EXERCISE DIRECTIONS
Transcribe the records below. Leave every line exactly as written.

Dataset entries
· · · · · · ·
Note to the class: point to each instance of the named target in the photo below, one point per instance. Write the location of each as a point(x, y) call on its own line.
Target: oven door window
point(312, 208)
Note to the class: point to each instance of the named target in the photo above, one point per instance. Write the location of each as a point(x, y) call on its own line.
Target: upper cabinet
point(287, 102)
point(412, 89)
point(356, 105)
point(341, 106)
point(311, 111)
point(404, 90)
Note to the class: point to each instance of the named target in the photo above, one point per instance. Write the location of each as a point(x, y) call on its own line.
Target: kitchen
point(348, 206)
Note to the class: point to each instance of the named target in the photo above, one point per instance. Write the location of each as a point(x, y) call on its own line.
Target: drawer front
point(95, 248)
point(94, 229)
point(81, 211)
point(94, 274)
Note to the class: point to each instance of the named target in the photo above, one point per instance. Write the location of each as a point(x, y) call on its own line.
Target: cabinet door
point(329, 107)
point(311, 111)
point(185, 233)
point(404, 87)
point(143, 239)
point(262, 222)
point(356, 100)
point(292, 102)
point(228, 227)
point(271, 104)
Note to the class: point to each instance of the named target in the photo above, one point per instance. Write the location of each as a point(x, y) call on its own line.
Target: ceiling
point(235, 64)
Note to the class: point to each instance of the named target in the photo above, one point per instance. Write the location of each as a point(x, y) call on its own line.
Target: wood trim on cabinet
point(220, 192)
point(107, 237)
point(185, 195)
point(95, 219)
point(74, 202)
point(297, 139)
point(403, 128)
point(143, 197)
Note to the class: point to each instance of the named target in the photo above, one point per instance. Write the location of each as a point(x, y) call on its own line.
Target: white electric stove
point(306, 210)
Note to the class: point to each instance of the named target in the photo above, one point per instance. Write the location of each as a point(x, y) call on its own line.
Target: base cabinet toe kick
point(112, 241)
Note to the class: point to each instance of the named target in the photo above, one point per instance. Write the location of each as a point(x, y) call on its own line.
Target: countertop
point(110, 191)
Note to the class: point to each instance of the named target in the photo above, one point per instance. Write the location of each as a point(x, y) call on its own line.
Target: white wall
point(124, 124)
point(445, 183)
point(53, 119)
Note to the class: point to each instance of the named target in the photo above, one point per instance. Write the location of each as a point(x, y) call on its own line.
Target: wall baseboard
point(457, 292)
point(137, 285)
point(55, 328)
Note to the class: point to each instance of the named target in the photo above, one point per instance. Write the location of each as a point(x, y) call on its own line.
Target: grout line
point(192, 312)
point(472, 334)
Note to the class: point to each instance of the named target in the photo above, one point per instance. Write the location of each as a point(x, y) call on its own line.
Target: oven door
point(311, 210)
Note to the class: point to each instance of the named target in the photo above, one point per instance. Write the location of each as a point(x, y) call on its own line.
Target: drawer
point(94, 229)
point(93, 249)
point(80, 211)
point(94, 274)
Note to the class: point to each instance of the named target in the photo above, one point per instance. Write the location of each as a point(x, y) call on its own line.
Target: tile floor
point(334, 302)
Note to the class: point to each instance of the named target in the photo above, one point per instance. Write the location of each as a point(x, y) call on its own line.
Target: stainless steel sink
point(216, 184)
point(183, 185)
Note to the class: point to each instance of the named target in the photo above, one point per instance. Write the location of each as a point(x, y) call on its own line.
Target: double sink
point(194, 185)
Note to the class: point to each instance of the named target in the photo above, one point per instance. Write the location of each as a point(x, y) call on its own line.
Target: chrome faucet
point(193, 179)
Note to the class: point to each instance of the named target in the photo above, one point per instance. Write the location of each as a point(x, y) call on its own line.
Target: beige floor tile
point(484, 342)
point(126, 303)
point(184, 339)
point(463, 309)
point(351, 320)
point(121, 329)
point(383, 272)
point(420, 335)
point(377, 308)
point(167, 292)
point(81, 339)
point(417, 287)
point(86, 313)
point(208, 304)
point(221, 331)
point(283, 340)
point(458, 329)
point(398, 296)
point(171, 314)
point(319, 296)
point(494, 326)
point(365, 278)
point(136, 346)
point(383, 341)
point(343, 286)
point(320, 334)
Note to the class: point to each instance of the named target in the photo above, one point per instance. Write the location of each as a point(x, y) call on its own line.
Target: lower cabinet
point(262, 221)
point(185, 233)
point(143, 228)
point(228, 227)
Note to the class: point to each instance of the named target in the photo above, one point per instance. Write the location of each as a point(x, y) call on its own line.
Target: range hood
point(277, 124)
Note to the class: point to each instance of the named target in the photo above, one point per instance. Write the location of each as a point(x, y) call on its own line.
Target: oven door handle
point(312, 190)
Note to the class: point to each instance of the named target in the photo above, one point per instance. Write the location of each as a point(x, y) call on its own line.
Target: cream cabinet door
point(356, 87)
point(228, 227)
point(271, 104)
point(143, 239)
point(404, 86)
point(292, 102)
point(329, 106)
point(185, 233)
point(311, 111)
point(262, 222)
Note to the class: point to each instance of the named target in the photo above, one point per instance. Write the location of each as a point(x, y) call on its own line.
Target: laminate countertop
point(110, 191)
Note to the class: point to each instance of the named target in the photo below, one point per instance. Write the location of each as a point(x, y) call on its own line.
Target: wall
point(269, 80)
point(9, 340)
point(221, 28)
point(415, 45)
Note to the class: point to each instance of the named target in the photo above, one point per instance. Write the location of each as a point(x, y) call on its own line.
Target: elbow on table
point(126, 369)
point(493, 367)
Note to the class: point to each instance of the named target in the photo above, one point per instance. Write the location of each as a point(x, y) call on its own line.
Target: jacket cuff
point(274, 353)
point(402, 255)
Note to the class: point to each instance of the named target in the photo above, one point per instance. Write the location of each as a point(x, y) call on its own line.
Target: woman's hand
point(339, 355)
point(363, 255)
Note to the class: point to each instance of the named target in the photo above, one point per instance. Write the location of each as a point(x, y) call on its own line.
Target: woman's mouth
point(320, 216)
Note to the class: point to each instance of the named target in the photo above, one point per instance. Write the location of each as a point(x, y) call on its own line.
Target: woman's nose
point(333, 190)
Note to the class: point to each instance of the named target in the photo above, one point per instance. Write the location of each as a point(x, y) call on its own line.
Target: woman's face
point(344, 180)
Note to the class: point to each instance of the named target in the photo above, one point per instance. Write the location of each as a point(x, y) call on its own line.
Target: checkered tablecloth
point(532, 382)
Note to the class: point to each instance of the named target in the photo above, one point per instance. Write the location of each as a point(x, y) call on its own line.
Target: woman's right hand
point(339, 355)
· · · · · · ·
EXERCISE RESULT
Note to the class: point to each instance of the named target in the photo below, one point per instance. Write the location of each as a point(x, y) call on its own line.
Target: oven door window
point(312, 208)
Note to the class: point to each instance of the named target in the photo above, one point per instance. Write the location of each as a point(x, y) call on its own line.
Target: upper cabinet
point(287, 102)
point(412, 89)
point(356, 105)
point(341, 106)
point(311, 111)
point(404, 90)
Note to the class: point to each instance of the named target in the photo above, one point per instance. Write the location of each as a point(x, y) call on its own line.
Target: kitchen
point(348, 206)
Note to the class: point to each instance of the named target in the photo above, one point per instance. Write the location of each as a point(x, y) call on its own line.
Target: drawer front
point(95, 248)
point(94, 229)
point(81, 211)
point(94, 274)
Note to the class: point to each instance of the named target in the photo above, one point per instance. Write the location of each as a point(x, y) call on its own line.
Target: cabinet door
point(329, 107)
point(311, 111)
point(185, 233)
point(404, 87)
point(143, 239)
point(262, 222)
point(356, 100)
point(292, 102)
point(228, 227)
point(271, 104)
Note to the class: point to each instance of the named target in the photo above, one point per instance. Write the location of each as a point(x, y) call on its own line.
Target: ceiling
point(235, 64)
Note to the class: point to each instance of the named target in the photo above, one point per instance. Write the location of each as a point(x, y) call on its own line.
Target: wood trim on cabinet
point(220, 192)
point(107, 237)
point(185, 195)
point(95, 219)
point(74, 202)
point(297, 139)
point(403, 128)
point(143, 197)
Note to the class: point to each instance of the named target in the photo above, one point per instance. Write the location of each as a point(x, y) call on its own line.
Target: white electric stove
point(306, 210)
Note to the class: point to each instance of the named target in the photo above, one point per instance. Write the location of each as a point(x, y) call on its own line.
Target: base cabinet toe kick
point(112, 241)
Note to the class: point to each instance of the named target in the photo above, one point per instance. Write the location of each as a point(x, y) call on its own line.
Target: countertop
point(110, 191)
Note to the class: point to each instance of the named target in the photo above, one point per instance. Write the location of each as a point(x, y) call on its own line.
Target: white wall
point(124, 124)
point(445, 183)
point(53, 119)
Note to the class: point to each instance of the named target in the photo above, one point per instance. Write the location of each as a point(x, y) call on its own line.
Target: wall baseboard
point(457, 292)
point(137, 285)
point(55, 328)
Note to the class: point to each instance of the named target in the photo above, one point per instance. Write the location of each as a point(x, y) call on its own line.
Target: grout line
point(192, 312)
point(472, 334)
Note to the class: point to each instance of the named target in the photo above, one point per instance. Write the location of each as a point(x, y) call on its own line.
Target: oven door
point(311, 210)
Note to the class: point to each instance of the named target in the photo above, one point per instance. Write the location of each as a point(x, y) call on its own line.
Target: drawer
point(94, 229)
point(93, 249)
point(80, 211)
point(94, 274)
Note to the class: point to each instance of the named target in the photo above, one point per instance. Write the location of each as a point(x, y) call on its own line.
Target: tile floor
point(334, 302)
Note to the class: point to each instance of the named target in the photo above, one point per instance. Write the location of each as a point(x, y) call on its own line.
Target: stainless steel sink
point(216, 184)
point(183, 185)
Note to the class: point to each instance of the named target in the photo above, one point per instance. Write the location of each as a point(x, y) call on its own line.
Target: double sink
point(194, 185)
Note to the class: point to each instance of the named target in the photo above, one point per instance. Write the location of each as a point(x, y) call on its own line.
Target: chrome faucet
point(193, 179)
Note to the class: point to each instance of the named target in the photo above, one point per instance. Write the location of each as a point(x, y) call on its own line.
Target: beige floor tile
point(484, 342)
point(126, 303)
point(184, 339)
point(463, 309)
point(351, 320)
point(121, 329)
point(383, 272)
point(420, 335)
point(377, 308)
point(167, 292)
point(81, 339)
point(417, 287)
point(86, 313)
point(208, 304)
point(221, 331)
point(283, 340)
point(458, 329)
point(398, 296)
point(171, 314)
point(319, 296)
point(494, 326)
point(365, 278)
point(136, 346)
point(383, 341)
point(343, 286)
point(320, 334)
Note to the class: point to each instance of the named target in the photo above, one point per instance. Write the location of each as a point(x, y) call on its own line.
Target: lower cabinet
point(262, 221)
point(185, 233)
point(143, 228)
point(228, 227)
Note to the class: point to each instance of the named target in the photo above, one point per instance. Write the location of each as a point(x, y) call on its own line.
Target: range hood
point(277, 124)
Note to the class: point to each instance of the named target in the photo above, one point per instance. Write the location of each as a point(x, y) call on its own line.
Target: oven door handle
point(312, 190)
Note to the class: point to each instance of the named target in the photo above, one point per instance. Write the location of each as a point(x, y) call on its own line.
Target: cream cabinet door
point(356, 87)
point(228, 227)
point(271, 104)
point(143, 239)
point(404, 86)
point(292, 102)
point(329, 106)
point(185, 233)
point(311, 111)
point(262, 222)
Note to the class: point to each instance of the named target in the photo above, one point per instance. Write the location of each as a point(x, y) call on its own line.
Target: laminate countertop
point(110, 191)
Note to the class: point to each instance of the named target in the photo below, one point per instance. Write the location of each as a point(x, y) call on its own line.
Target: wall
point(269, 80)
point(9, 340)
point(221, 28)
point(415, 45)
Note to the class: point to each instance of the named target in the photo above, one point per instance. Write the location of each as a point(x, y) call on its own line.
Target: elbow on table
point(126, 369)
point(493, 367)
Note to the class: point to each instance of the named target in the photo above, one point per instance. Write the location of each as a point(x, y) call on its own line.
Target: jacket cuff
point(274, 353)
point(402, 255)
Note to the class: point to each instance of the named target in the photo above, one point per instance. Write the location of each as a point(x, y) call on its own line.
Target: woman's hand
point(339, 355)
point(363, 255)
Note to the class: point to each instance of the named target in the photo above, one point per instance. Write the location of each as a point(x, y) call on its own line.
Target: woman's mouth
point(320, 216)
Note to the class: point to each instance of the named target in the photo above, one point per instance. Write the location of each as a point(x, y) call on its own line.
Target: woman's nose
point(333, 190)
Note to the class: point to each instance of the named target in the photo above, one point per instance. Write the location of each as a point(x, y) call on its own line.
Target: woman's face
point(344, 180)
Note to the class: point to each instance of the named target in the photo above, one point per instance. Write the location of each as a point(x, y) call on its own line.
Target: checkered tablecloth
point(532, 382)
Note to the class: point to each instance of the named target in the photo above, one point per instance. Write the location of each as a point(x, y) call on its own line.
Target: woman's right hand
point(339, 355)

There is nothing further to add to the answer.